▸ What to do
From the line with "In the picture above, where can the shower door metal" down to the final line of the records below, retype everything exactly and leave out the rest.

****************************************

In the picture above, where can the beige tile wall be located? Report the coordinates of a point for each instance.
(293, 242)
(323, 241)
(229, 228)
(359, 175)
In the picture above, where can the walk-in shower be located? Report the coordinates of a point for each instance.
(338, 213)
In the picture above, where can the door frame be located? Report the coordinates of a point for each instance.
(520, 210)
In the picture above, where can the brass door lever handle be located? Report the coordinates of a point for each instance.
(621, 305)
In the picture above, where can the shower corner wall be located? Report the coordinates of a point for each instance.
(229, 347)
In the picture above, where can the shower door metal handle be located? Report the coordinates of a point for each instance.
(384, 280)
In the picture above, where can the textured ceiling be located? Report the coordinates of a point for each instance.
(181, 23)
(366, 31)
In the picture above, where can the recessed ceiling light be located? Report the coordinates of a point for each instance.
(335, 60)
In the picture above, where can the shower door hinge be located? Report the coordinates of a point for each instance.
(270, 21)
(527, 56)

****************************************

▸ Response to the task
In the picture above, where can the shower door metal handle be located? Report the coordinates of a point for each instance.
(384, 280)
In the picture above, where can the textured ceiling be located? Report the coordinates of a point for each instance.
(181, 23)
(366, 31)
In the picture above, where can the recessed ceiling light be located? Report the coordinates of a point for each instance.
(335, 60)
In the picture above, where can the shower door hinge be located? Report the coordinates of a point for each instance.
(270, 21)
(527, 56)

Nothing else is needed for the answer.